--- PAGE TEXT ---

Examples of Putting ECK+PSO to Work

Joshua Robinson
10 min readDec 16, 2019

--

Elasticsearch-as-a-Service on Pure by Example

Building on Elasticsearch clusters deployed with ECK and PSO, this blog will walk through three different uses for Elasticsearch in Kubernetes. My Elasticsearch clusters are backed by Elastic Cloud for Kubernetes (ECK) with storage automatically provisioned by Pure Service Orchestrator (PSO). These use-cases highlight how to take advantage of Elasticsearch clusters running in Kubernetes. Starting from simpler to more advanced, the uses are 1) Fluentd for centralized Kubernetes logging, 2) Esrally benchmarking, and 3) Rapidfile to list large directory hierarchies and upload entries through the bulk API.

The complete yaml for all of these examples are in this github repo.

Use Case 1: Collecting Kubernetes Logs with Fluentd and Elasticsearch

While working with Kubernetes, I often find myself searching on different nodes and pods for logs to help me debug . One immediate way that ECK can be useful is a central location for collecting all Kubernetes logs using Fluentd and Elasticsearch. Instead of looking across many different components for log files, now I use a Kibana dashboard to see all my Kubernetes-related logs in one place.

---

EXERCISE AIM: In the ECK and PSO post, what automatically provisions storage for the Elasticsearch clusters?

--- MATERIAL SHOWN ---

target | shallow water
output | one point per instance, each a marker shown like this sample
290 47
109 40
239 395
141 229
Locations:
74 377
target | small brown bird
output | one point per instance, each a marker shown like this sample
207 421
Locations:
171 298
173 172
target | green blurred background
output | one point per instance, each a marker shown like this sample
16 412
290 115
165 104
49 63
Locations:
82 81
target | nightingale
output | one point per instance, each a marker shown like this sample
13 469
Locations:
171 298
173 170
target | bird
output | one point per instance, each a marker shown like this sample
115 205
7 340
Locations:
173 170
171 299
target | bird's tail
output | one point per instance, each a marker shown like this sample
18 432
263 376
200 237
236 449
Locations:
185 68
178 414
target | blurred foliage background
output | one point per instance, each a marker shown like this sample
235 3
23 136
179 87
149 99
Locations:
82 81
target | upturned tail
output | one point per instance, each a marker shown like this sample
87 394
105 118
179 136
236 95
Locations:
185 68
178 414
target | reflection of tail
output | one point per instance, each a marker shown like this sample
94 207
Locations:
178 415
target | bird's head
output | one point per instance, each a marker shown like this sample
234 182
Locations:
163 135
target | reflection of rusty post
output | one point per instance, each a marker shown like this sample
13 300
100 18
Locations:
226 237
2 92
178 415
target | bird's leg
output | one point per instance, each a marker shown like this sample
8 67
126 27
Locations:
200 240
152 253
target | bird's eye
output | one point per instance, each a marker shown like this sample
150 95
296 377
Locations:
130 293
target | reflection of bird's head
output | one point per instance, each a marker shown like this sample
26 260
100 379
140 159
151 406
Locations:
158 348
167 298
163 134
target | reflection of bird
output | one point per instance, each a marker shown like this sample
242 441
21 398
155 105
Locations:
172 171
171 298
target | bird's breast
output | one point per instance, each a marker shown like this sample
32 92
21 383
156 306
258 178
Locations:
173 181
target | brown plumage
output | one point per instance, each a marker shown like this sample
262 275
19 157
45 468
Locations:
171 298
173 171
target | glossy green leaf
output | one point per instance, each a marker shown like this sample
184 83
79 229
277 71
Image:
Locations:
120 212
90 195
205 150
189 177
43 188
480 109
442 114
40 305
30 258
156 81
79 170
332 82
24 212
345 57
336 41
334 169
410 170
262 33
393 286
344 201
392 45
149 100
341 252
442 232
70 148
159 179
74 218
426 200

---

SOLVED EXERCISE: Pure Service Orchestrator (PSO).